● Istruzione
Continua la discussione del forum sull'anno da indicare nel ravvedimento, riprendendo dal punto in cui si ferma.

# Forum Argomenti di discussione F24 e invii telematici  anno da indicare su ravvedimento

## ivanajol

Salve e buona giornata!!
Mi è sorto un dubbio su un ravvedimento che da poco ho fatto..
Espongo il caso:
Dichiarante privato (con scadenza presentazione 31/7/07): per motivi che non comportavano variazioni di imposta, ma errore meramente formale, ho dovuto presentare la dichiarazione integrativa (ero oltre i 30 gg.), ho pagato la sanzione con il tributo 8911 e ho indicato come anno di riferimento 2007....
E' esatto oppure andava indicato anno 2006?  :EEK!: 
Il dubbio mi è sorto perche' ho trovato pareri diversi su vari testi che ho consultato.
Mi potete aiutare?
Grazie mille, come sempre.... :Smile:

----------


## danilo sciuto

Se ne parlava proprio in un altro post: l'anno da indicare, per espresso consiglio dell'Ade, è quello a cui fa riferimento la dichiarazione, quindi, nel tuo caso, 2006.

● Dati raccolti
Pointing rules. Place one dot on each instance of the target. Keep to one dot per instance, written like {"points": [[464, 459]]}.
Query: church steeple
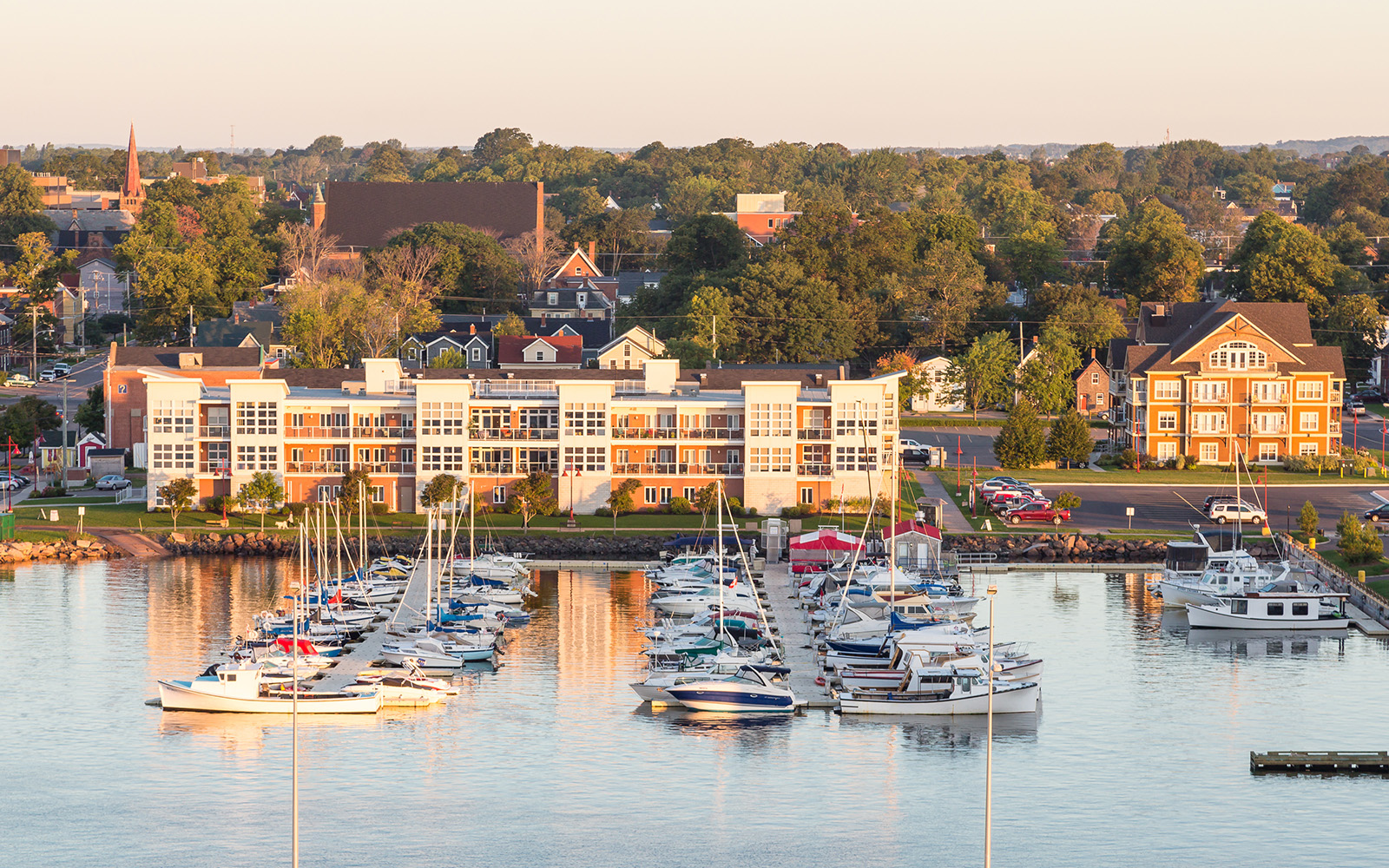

● Risposta
In ogni caso, visto che hai già presentato l'F24, puoi risolvere in due modi:
- non fai nulla adesso, e quando poi arriva l'avviso bonario chiarisci l'equivoco sull'anno di riferimento;
- comunichi all'AdE l'errore (se lo vogliamo chiamare tale) nel codice tributo, utilizzando il fac simile che sicuramente conosci. 
ciao   

> Salve e buona giornata!!
> Mi è sorto un dubbio su un ravvedimento che da poco ho fatto..
> Espongo il caso:
> Dichiarante privato (con scadenza presentazione 31/7/07): per motivi che non comportavano variazioni di imposta, ma errore meramente formale, ho dovuto presentare la dichiarazione integrativa (ero oltre i 30 gg.), ho pagato la sanzione con il tributo 8911 e ho indicato come anno di riferimento 2007....
> E' esatto oppure andava indicato anno 2006? 
> Il dubbio mi è sorto perche' ho trovato pareri diversi su vari testi che ho consultato.
> Mi potete aiutare?
> Grazie mille, come sempre....

----------


## ivanajol

> Se ne parlava proprio in un altro post: l'anno da indicare, per espresso consiglio dell'Ade, è quello a cui fa riferimento la dichiarazione, quindi, nel tuo caso, 2006.
> In ogni caso, visto che hai già presentato l'F24, puoi risolvere in due modi:
> - non fai nulla adesso, e quando poi arriva l'avviso bonario chiarisci l'equivoco sull'anno di riferimento;
> - comunichi all'AdE l'errore (se lo vogliamo chiamare tale) nel codice tributo, utilizzando il fac simile che sicuramente conosci.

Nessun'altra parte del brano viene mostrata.